Task description:
Show each line of the entries below that contains the word "overcast".

Pointing and labeling entries:

━━━━━━━━━━━━━━━━

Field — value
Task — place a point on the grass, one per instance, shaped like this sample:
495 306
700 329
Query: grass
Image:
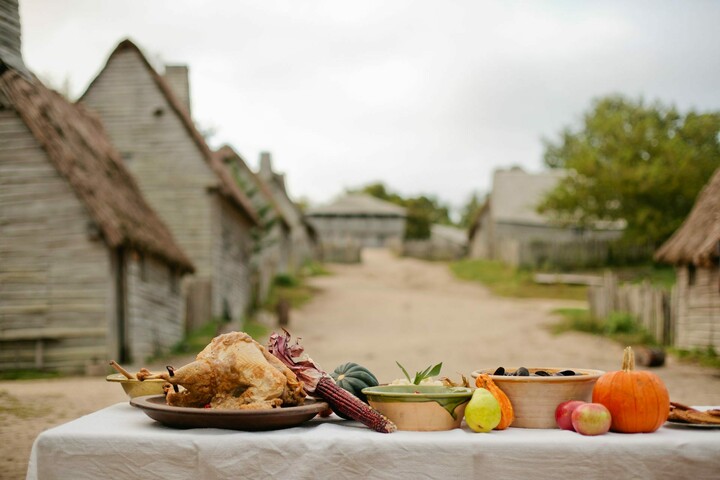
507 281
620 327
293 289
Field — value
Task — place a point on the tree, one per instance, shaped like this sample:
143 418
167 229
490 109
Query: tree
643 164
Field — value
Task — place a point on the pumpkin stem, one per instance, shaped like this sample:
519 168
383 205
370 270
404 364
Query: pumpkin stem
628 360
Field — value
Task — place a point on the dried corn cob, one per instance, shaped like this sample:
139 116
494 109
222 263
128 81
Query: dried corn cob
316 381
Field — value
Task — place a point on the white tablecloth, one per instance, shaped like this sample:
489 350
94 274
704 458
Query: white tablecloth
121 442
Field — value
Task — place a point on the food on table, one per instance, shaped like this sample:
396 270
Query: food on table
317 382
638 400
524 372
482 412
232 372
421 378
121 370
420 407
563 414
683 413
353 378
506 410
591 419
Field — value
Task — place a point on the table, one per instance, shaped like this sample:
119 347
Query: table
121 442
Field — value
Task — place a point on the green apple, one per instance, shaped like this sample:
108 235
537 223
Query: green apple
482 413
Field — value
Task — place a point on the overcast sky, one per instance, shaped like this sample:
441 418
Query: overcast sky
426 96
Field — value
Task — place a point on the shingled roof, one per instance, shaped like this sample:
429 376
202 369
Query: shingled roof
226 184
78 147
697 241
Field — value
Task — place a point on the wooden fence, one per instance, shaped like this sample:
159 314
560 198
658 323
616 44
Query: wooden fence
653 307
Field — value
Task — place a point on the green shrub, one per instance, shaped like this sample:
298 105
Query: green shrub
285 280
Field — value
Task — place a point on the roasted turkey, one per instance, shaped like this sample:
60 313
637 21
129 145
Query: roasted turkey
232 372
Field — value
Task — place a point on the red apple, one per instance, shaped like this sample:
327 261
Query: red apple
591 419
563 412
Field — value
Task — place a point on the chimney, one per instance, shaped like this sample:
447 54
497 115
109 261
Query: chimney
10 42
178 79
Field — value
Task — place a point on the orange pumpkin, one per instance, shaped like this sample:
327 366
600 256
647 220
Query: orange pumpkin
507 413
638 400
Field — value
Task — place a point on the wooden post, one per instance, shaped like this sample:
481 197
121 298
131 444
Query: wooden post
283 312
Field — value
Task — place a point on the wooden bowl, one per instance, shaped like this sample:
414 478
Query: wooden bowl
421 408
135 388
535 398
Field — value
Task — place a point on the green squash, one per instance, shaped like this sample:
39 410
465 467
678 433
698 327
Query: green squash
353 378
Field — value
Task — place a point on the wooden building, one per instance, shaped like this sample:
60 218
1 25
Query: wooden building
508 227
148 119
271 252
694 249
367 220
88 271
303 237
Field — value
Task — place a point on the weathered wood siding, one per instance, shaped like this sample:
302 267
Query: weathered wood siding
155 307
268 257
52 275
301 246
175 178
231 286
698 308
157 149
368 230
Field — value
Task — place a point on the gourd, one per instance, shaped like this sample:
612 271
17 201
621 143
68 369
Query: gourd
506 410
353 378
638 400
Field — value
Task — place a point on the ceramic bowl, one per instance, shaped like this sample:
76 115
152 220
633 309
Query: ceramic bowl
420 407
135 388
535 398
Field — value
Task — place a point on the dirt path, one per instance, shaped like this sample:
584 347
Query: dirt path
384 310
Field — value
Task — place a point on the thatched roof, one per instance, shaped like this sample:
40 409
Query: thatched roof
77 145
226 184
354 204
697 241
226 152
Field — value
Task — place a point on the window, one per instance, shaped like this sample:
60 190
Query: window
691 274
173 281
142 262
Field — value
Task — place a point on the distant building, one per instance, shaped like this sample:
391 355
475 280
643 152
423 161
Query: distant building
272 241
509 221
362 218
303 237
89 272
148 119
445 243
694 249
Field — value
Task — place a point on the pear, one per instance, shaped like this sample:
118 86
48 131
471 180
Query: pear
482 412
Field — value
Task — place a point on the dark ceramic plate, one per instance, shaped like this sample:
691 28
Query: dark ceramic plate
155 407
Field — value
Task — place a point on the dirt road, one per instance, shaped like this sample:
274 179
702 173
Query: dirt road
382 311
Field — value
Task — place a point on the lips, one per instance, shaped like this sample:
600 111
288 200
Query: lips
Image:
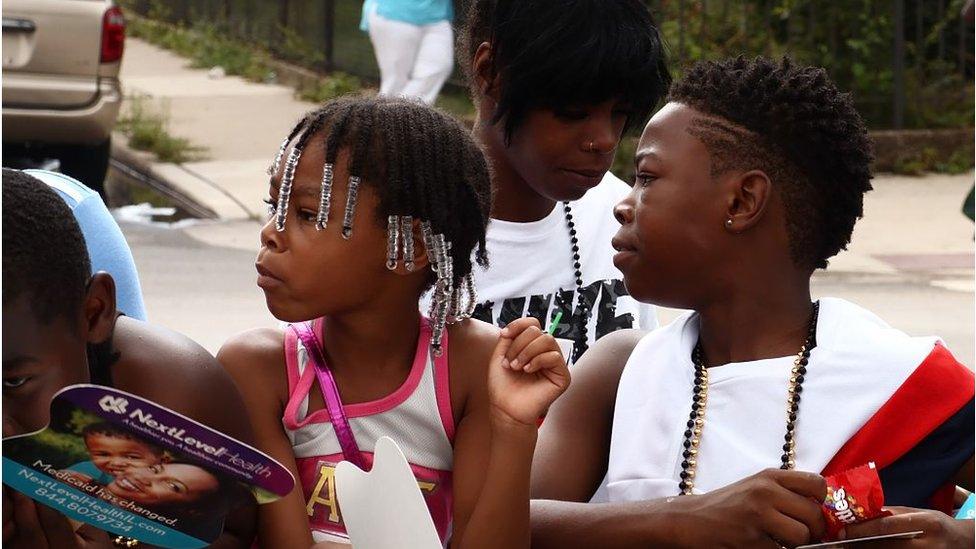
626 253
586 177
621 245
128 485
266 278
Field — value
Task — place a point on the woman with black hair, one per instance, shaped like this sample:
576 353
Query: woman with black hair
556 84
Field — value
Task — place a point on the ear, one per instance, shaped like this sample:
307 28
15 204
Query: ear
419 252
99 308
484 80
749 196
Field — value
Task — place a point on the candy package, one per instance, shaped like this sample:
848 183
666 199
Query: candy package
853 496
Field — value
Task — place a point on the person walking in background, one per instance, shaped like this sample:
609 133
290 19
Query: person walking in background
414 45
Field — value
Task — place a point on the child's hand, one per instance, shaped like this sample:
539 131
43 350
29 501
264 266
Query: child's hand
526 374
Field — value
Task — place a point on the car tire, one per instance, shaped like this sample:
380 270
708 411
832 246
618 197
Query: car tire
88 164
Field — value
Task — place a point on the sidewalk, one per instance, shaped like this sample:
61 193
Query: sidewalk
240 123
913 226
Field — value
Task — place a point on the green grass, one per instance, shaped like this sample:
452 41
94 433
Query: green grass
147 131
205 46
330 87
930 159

━━━━━━━━━━━━━━━━

Finished exercise:
Task — place a point on the overcast sky, one per instance, shaped like this sample:
Query: overcast sky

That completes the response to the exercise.